** START DATA FOR PROCESSING **

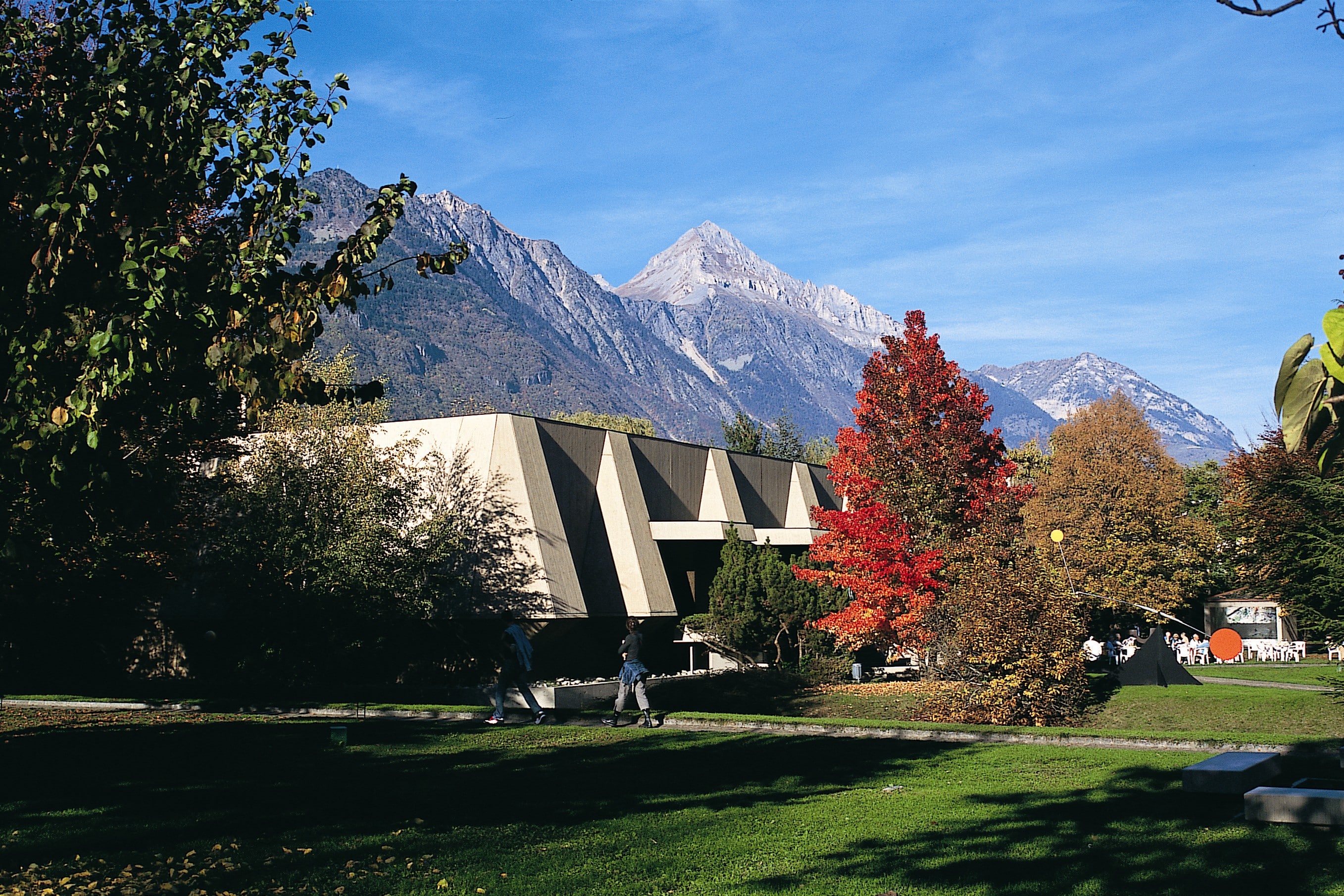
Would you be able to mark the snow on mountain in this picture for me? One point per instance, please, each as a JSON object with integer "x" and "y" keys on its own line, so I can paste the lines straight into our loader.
{"x": 1061, "y": 387}
{"x": 709, "y": 261}
{"x": 1015, "y": 415}
{"x": 705, "y": 330}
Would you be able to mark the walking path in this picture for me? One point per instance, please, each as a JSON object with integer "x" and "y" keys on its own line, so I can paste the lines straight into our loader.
{"x": 823, "y": 729}
{"x": 1287, "y": 686}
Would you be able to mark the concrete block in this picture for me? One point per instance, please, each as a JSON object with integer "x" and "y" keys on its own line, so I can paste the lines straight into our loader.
{"x": 1230, "y": 773}
{"x": 1296, "y": 805}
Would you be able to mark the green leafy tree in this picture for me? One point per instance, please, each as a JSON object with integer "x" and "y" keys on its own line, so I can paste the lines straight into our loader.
{"x": 743, "y": 434}
{"x": 617, "y": 422}
{"x": 783, "y": 439}
{"x": 152, "y": 164}
{"x": 332, "y": 551}
{"x": 819, "y": 450}
{"x": 1031, "y": 462}
{"x": 153, "y": 202}
{"x": 757, "y": 603}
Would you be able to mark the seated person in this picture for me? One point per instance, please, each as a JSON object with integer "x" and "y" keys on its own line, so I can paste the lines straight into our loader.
{"x": 1092, "y": 649}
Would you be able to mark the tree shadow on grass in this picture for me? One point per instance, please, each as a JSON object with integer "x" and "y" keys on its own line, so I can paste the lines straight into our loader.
{"x": 167, "y": 788}
{"x": 1139, "y": 833}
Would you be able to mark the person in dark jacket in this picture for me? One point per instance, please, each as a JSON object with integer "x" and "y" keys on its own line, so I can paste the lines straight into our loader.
{"x": 632, "y": 678}
{"x": 515, "y": 665}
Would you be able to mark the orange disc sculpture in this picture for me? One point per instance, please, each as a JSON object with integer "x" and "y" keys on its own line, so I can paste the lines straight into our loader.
{"x": 1225, "y": 644}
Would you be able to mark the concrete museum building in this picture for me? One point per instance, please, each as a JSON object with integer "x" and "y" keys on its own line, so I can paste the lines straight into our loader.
{"x": 627, "y": 524}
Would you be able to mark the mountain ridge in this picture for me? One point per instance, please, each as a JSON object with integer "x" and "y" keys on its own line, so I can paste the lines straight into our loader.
{"x": 1061, "y": 387}
{"x": 705, "y": 330}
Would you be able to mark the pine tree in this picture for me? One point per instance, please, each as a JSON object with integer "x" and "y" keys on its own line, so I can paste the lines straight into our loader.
{"x": 1120, "y": 500}
{"x": 783, "y": 439}
{"x": 743, "y": 434}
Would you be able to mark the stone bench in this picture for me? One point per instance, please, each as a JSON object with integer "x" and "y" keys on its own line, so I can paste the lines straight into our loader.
{"x": 1230, "y": 773}
{"x": 1296, "y": 805}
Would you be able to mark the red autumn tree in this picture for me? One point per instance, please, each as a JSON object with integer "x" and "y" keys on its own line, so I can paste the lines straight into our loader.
{"x": 917, "y": 472}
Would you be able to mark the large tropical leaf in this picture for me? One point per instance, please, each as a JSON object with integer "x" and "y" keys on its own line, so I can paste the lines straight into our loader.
{"x": 1292, "y": 360}
{"x": 1300, "y": 402}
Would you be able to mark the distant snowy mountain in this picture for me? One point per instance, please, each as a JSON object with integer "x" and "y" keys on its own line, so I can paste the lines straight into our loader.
{"x": 709, "y": 262}
{"x": 706, "y": 330}
{"x": 771, "y": 340}
{"x": 1015, "y": 414}
{"x": 1061, "y": 387}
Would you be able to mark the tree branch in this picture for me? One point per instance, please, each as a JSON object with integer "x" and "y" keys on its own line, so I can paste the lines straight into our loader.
{"x": 1258, "y": 10}
{"x": 1335, "y": 21}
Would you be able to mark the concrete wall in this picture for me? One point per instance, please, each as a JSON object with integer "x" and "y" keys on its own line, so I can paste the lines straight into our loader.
{"x": 615, "y": 519}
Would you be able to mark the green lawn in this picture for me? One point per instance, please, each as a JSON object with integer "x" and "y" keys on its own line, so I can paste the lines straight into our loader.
{"x": 460, "y": 808}
{"x": 1233, "y": 708}
{"x": 1299, "y": 673}
{"x": 1279, "y": 715}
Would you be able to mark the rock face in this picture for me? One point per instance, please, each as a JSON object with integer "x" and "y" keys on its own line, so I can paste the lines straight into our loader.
{"x": 710, "y": 264}
{"x": 522, "y": 328}
{"x": 1061, "y": 387}
{"x": 769, "y": 339}
{"x": 706, "y": 330}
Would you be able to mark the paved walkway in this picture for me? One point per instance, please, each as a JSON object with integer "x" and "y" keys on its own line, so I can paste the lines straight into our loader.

** END DATA FOR PROCESSING **

• GIVEN PROBLEM
All preceding records should be duplicated verbatim, images excepted.

• COMPLETE RESPONSE
Would you be able to mark the snow on mountain in this picture for me? One point per instance, please, each as a JSON object with integer "x" and "y" keys on its own line, so I can paste the lines straight into our loader.
{"x": 1061, "y": 387}
{"x": 709, "y": 261}
{"x": 1015, "y": 415}
{"x": 705, "y": 330}
Would you be able to mark the walking path in this picture for me? One point per instance, please, each as a JSON object with integer "x" and "y" keys on its own line, so I can paste the lines straight into our loader.
{"x": 823, "y": 729}
{"x": 1287, "y": 686}
Would you be able to mark the concrete block in this picture for me? One point per instance, please, each as a JSON object with integer "x" and "y" keys on its own line, so I can paste the lines straight into our loader.
{"x": 1230, "y": 773}
{"x": 1296, "y": 805}
Would you be able to mark the green leafy tree in this picture for me? One point per instance, please, each as a JSON object with integer "x" and "y" keys on its own line, so I can paste the lines straight into our loader.
{"x": 743, "y": 434}
{"x": 617, "y": 422}
{"x": 783, "y": 439}
{"x": 152, "y": 164}
{"x": 332, "y": 551}
{"x": 819, "y": 450}
{"x": 1031, "y": 462}
{"x": 153, "y": 202}
{"x": 757, "y": 603}
Would you be able to mark the seated person in this picture for me? One point per instance, please, each as a JSON object with integer "x" and "y" keys on its own line, so I can paste the lines straight into our loader.
{"x": 1092, "y": 649}
Would you be able to mark the tree shadow on grass in this picture for me? One point per instance, please, each as a JSON object with integer "x" and "y" keys on its own line, so I can paste the lines straight into our loader.
{"x": 167, "y": 788}
{"x": 1139, "y": 833}
Would you be able to mark the person in dark jacket in this picture for me? One point per instance, please, each as a JSON object with integer "x" and "y" keys on its own line, so I can paste the lines straight into our loader.
{"x": 632, "y": 678}
{"x": 515, "y": 665}
Would you be able to mark the orange disc sculpture in this picture for me? One point per instance, please, each as a JSON object with integer "x" and "y" keys on its own line, so I can paste the lines straight into our loader.
{"x": 1225, "y": 644}
Would you be able to mark the concrete museum building in this picture for me? One point per instance, please, each as a JSON object with integer "x" and "y" keys on its own line, so I can paste the lines straight into our loader.
{"x": 627, "y": 524}
Would you be able to mark the mountain ridge in this picture for me? One point per instance, please, each as a JSON object with integer "x" and "y" keys on its own line, so I can paste the lines straight into our loader.
{"x": 1061, "y": 387}
{"x": 705, "y": 330}
Would you be able to mark the pine tree in this picture for me? One point per instance, please, each as a JSON object with integer "x" and "y" keys on its own line, so I can paste the lines straight into our loader.
{"x": 1120, "y": 500}
{"x": 783, "y": 439}
{"x": 743, "y": 434}
Would you be able to mark the stone bench in this picture for me? One point per instance, please, each as a JSON object with integer "x" and "y" keys on its own line, so I can paste the lines straight into our loader.
{"x": 1230, "y": 773}
{"x": 1296, "y": 805}
Would you be able to mark the red autumn tree in this picture for me? One point per instance, please, each as a JSON object with integer "x" and "y" keys on its own line, so I can paste the lines straight into our loader.
{"x": 917, "y": 472}
Would you be able to mark the large tropical leaf in this picture for me? One point per instance, please, each as a JSON object with integer "x" and "y" keys on its own line, so I can paste the lines straight into our loader.
{"x": 1292, "y": 360}
{"x": 1300, "y": 402}
Would you be able to mark the distant snowy mountain in this picture for me? One point per instance, please, each as a JSON object with integer "x" and "y" keys on its own line, so I can paste the lines straight into our loader.
{"x": 709, "y": 262}
{"x": 706, "y": 330}
{"x": 771, "y": 340}
{"x": 1015, "y": 414}
{"x": 1061, "y": 387}
Would you be able to mark the tree branch in this picture for me? One point per instance, please, each as a JSON object with integer "x" and "y" keys on its own line, so I can paste the lines straight into our loader.
{"x": 1258, "y": 10}
{"x": 1335, "y": 21}
Would you be able to mark the concrete wall in this picture for me? One point per instance, please, each as a JSON object with integer "x" and "y" keys on its own line, so I can paste the lines straight into our loader.
{"x": 615, "y": 519}
Would you be able to mark the green lawn in this picture for me? One point per instance, please, each as a JSON object with integer "x" and "y" keys on its own line, so I can paste the lines straight into our loader.
{"x": 460, "y": 808}
{"x": 1233, "y": 708}
{"x": 1299, "y": 673}
{"x": 1279, "y": 715}
Would you be able to mark the rock face in this picture for me? One point per instance, please, each as a JSON object with integer "x" and "y" keys on its own line, so I can paste the lines straight into our loader.
{"x": 710, "y": 264}
{"x": 522, "y": 328}
{"x": 1061, "y": 387}
{"x": 769, "y": 339}
{"x": 706, "y": 330}
Would you be able to mark the paved walkway in this picture for me? One point per instance, please, each as a JSON object with integer "x" and "y" keys on its own line, so I can paste the lines straight into our loader.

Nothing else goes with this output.